Task: Print verbatim every line starting at the one that contains "Practice step: identify the weeds" and ending at the final line of the records; include both endpoints.

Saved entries
++++++++

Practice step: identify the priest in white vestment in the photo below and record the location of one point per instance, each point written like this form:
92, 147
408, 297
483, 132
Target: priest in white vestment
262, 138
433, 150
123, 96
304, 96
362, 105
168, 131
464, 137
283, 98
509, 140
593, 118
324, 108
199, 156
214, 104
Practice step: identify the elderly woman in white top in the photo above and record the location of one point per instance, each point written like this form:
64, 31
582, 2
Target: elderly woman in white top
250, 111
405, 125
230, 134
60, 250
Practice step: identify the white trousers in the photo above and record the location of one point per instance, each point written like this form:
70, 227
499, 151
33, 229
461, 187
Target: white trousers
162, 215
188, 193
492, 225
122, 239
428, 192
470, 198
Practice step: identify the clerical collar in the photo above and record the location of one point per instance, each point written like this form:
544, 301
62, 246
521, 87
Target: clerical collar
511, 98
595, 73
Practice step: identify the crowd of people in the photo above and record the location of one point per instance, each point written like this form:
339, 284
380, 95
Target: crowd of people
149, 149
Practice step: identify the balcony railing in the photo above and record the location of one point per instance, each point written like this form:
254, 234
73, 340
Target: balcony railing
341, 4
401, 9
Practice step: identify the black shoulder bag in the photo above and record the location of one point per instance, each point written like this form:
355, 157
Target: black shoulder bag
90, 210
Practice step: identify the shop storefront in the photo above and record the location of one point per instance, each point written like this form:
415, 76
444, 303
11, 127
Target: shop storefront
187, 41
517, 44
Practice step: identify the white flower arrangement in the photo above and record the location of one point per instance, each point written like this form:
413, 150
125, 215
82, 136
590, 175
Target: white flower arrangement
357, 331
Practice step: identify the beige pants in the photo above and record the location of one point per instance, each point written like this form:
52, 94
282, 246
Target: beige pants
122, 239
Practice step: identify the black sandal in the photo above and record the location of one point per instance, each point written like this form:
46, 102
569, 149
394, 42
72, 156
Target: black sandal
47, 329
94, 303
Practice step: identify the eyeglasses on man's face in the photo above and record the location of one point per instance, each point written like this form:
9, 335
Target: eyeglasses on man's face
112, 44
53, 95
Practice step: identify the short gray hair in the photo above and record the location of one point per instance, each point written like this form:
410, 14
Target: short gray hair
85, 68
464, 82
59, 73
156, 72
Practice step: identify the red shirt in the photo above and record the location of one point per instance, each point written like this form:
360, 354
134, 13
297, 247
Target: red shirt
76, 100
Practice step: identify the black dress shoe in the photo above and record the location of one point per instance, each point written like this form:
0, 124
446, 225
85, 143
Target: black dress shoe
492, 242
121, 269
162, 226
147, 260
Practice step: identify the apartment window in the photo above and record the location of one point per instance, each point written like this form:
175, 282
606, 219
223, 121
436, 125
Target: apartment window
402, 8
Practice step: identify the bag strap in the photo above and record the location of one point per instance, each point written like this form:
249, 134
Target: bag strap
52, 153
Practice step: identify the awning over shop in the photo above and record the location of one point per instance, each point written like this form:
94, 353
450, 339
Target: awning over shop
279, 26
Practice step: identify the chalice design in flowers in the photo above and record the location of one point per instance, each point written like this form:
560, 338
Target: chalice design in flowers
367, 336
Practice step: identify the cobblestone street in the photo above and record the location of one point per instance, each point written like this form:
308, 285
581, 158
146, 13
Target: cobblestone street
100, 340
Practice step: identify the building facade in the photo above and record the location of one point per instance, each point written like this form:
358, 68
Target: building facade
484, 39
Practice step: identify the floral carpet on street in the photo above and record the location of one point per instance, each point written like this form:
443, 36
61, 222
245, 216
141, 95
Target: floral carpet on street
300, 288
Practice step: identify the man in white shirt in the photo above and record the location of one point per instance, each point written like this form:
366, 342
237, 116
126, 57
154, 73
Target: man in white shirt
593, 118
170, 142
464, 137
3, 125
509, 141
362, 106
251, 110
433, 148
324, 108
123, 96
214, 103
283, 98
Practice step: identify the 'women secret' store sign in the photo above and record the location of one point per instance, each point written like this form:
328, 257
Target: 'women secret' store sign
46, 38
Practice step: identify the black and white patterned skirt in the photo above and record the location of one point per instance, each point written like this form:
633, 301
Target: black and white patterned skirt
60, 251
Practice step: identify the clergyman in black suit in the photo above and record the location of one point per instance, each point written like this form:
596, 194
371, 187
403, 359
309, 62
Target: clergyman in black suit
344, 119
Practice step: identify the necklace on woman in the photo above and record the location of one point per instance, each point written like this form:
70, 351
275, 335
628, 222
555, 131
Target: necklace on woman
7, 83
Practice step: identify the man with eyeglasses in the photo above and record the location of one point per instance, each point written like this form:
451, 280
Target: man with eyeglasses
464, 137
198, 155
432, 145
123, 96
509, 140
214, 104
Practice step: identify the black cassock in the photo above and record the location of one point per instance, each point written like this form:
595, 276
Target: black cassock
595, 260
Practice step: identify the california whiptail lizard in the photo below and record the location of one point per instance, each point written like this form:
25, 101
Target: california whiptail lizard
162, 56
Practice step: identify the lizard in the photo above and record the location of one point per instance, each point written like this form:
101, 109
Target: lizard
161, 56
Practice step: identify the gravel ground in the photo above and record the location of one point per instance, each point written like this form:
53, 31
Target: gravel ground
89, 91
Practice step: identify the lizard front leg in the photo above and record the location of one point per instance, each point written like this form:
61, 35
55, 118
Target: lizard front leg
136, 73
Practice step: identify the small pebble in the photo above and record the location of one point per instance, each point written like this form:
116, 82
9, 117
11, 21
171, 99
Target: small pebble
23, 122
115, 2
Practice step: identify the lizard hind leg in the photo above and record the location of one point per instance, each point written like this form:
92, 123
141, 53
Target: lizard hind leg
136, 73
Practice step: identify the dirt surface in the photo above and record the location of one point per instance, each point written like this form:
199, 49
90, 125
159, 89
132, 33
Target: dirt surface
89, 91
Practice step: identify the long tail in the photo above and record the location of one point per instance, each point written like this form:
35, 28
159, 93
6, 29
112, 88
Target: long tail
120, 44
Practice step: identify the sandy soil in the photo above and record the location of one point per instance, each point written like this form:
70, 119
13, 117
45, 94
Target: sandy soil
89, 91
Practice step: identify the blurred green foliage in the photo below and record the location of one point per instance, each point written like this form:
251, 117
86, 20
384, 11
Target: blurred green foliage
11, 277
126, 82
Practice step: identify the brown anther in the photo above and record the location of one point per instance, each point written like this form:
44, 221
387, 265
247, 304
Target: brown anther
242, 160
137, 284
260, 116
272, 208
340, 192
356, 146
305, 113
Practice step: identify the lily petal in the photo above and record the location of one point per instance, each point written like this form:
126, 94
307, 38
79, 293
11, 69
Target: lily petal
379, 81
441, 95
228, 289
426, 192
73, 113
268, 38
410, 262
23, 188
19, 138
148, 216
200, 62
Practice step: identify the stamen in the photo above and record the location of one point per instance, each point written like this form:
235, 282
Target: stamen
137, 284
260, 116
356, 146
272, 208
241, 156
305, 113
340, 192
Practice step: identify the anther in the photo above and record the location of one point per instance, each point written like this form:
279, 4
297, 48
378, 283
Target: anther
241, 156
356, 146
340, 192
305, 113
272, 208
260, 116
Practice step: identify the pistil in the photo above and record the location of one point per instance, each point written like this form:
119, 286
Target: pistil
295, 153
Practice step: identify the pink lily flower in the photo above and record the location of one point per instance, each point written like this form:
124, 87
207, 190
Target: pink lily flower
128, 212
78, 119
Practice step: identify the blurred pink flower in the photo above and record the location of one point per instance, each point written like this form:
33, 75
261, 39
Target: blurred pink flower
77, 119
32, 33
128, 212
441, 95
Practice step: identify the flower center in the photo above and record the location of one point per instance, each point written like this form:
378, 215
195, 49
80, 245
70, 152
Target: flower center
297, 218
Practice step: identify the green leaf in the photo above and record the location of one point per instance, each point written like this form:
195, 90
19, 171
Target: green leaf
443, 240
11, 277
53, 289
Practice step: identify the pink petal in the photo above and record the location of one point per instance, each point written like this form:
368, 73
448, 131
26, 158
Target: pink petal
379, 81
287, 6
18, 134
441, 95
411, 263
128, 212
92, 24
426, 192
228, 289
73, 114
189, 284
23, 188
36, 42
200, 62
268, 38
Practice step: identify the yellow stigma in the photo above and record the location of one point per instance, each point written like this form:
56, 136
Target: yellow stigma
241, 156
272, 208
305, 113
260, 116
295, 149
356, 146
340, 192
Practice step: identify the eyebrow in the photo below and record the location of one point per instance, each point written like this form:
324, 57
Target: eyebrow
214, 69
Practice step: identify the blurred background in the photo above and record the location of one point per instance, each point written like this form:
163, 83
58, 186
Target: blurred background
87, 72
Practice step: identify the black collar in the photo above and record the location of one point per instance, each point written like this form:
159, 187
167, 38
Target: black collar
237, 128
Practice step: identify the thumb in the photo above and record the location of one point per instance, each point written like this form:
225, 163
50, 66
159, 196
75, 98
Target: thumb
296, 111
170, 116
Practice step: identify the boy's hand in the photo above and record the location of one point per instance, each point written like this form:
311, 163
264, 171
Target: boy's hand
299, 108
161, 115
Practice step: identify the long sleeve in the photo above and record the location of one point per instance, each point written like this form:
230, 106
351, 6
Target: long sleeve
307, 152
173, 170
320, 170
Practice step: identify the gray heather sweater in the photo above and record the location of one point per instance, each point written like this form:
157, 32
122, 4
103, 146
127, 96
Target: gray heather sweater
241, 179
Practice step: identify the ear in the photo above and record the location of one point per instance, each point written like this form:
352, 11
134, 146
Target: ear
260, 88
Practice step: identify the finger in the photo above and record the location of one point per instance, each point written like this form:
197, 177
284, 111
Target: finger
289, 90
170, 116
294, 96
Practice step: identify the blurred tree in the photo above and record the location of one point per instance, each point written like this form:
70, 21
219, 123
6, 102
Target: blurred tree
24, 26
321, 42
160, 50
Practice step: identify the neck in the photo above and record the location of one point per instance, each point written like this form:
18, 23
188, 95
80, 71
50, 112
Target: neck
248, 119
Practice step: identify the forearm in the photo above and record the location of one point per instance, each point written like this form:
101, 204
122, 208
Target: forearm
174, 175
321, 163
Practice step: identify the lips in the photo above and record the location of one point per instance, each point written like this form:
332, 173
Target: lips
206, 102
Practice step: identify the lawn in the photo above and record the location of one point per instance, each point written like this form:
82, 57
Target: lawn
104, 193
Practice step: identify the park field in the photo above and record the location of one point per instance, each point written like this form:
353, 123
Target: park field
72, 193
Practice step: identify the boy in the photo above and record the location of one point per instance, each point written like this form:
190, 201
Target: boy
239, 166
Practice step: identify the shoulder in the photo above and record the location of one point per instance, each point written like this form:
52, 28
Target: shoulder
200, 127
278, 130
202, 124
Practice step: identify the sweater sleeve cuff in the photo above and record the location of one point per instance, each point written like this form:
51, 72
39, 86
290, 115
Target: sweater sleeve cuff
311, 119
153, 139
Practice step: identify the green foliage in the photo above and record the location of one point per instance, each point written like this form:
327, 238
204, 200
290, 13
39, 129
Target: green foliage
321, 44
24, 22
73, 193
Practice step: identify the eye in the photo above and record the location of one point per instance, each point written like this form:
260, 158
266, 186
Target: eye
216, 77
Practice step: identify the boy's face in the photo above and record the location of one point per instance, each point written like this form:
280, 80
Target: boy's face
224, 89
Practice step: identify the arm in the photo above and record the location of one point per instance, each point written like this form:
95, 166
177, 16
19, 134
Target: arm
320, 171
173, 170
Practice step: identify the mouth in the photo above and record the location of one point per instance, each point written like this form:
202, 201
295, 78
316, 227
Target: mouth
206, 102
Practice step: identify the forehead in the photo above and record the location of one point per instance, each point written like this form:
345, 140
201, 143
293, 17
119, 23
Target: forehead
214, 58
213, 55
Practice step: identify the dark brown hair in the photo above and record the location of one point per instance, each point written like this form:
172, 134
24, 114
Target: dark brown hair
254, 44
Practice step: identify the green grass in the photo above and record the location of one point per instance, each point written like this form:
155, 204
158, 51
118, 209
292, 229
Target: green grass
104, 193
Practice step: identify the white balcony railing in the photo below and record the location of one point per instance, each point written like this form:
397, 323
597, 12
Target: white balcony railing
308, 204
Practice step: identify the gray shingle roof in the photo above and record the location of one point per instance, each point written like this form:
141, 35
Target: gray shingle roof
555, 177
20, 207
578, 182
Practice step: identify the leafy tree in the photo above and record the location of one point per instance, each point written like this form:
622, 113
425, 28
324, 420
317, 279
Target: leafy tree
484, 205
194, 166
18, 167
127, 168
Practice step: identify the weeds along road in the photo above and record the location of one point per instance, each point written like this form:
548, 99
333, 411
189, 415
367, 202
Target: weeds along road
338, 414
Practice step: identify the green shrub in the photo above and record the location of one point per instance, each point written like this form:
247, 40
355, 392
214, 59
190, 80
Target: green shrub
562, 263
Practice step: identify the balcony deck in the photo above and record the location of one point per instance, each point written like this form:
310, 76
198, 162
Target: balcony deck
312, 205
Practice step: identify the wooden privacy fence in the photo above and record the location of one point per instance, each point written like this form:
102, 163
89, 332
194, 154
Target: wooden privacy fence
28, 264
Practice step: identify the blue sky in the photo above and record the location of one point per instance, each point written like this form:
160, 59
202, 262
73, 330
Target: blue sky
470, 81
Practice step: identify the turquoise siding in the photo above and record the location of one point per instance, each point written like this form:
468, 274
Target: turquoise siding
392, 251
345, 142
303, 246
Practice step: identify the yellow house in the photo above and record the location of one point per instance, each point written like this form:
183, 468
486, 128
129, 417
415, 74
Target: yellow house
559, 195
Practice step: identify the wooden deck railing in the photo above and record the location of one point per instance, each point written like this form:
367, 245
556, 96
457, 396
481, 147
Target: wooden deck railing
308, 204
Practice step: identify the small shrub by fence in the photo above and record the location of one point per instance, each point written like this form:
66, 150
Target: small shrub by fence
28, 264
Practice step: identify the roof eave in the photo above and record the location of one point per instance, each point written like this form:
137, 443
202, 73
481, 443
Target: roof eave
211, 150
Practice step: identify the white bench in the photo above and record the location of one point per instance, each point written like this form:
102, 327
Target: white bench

++++++++

The output:
Practice step: identify the weeds along road in the photo above and record the location of one point per instance, each point written like this form:
548, 99
333, 411
189, 415
367, 202
Target: weeds along road
338, 414
Practice step: identify the green shrub in the photo above and record the location of one point per instance, each point written like this form:
247, 40
355, 392
214, 59
190, 80
Target: green shrub
562, 263
Practice step: identify the balcony deck in the photo above and record the location of one point per instance, each point written like this form:
310, 76
198, 162
Target: balcony deck
312, 205
Practice step: identify the wooden privacy fence in the photo above and record the location of one point per instance, each point written like this form:
102, 163
89, 332
194, 154
Target: wooden privacy fence
28, 264
Practice step: identify the blue sky in the photo above and record the location of one point per instance, each point written like this form:
160, 59
202, 262
73, 330
Target: blue sky
470, 81
Practice step: identify the turquoise siding in the photo above and record the location of one point per instance, each point written like this form:
468, 274
Target: turquoise siding
392, 251
345, 142
303, 246
Practice step: identify the yellow house in the photo above and record the location of one point per instance, each point written like this form:
183, 468
486, 128
129, 417
415, 74
Target: yellow house
559, 195
Practice step: identify the wooden deck railing in the photo above and record the location of one point per instance, each point written like this form:
367, 245
556, 96
457, 396
481, 147
Target: wooden deck railing
308, 204
Practice step: identify the small shrub by fence in the photo above and record the location of one point per instance, each point written like this form:
66, 150
Target: small shrub by fence
28, 264
Practice step: identify the roof eave in the photo above and record the location of one point per instance, each point written like this form:
137, 443
202, 73
481, 443
Target: roof eave
211, 150
Practice step: identify the white bench in the photo above and record the location of one point per instance, each point written like this form:
102, 327
Target: white bench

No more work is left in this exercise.